**DIRECTIONS**: From the first line to the last, reproduce the material exactly.

====

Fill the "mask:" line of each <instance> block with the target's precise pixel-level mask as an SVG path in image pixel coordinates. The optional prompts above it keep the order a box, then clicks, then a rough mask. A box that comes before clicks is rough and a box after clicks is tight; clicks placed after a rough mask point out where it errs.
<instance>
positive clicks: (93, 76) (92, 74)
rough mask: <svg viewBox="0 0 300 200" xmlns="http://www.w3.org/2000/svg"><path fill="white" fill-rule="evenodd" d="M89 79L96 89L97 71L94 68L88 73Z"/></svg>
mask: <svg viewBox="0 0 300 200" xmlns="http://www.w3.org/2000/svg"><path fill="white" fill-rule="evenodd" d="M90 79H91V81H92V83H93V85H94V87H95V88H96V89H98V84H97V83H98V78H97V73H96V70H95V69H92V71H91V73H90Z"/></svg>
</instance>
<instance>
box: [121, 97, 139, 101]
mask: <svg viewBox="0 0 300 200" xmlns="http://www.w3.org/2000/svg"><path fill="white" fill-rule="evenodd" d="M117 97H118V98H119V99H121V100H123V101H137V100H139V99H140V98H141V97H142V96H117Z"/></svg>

====

**COMPLETED TASK**:
Fill the "mask:" line of each <instance> block with the target's precise pixel-level mask as an SVG path in image pixel coordinates. The optional prompts above it keep the order a box, then clicks, then a rough mask. A box that comes before clicks is rough and a box after clicks is tight; clicks placed after a rough mask point out where it errs.
<instance>
positive clicks: (93, 76) (92, 74)
rough mask: <svg viewBox="0 0 300 200" xmlns="http://www.w3.org/2000/svg"><path fill="white" fill-rule="evenodd" d="M89 79L96 89L97 71L94 68L88 73Z"/></svg>
mask: <svg viewBox="0 0 300 200" xmlns="http://www.w3.org/2000/svg"><path fill="white" fill-rule="evenodd" d="M90 79H91V81H92V83H93V85H94V87H95V88H96V89H98V84H97V83H98V78H97V73H96V70H95V69H92V71H91V73H90Z"/></svg>
</instance>
<instance>
box: [121, 97, 139, 101]
mask: <svg viewBox="0 0 300 200" xmlns="http://www.w3.org/2000/svg"><path fill="white" fill-rule="evenodd" d="M117 97H118V98H119V99H121V100H123V101H137V100H139V99H140V98H141V97H142V96H117Z"/></svg>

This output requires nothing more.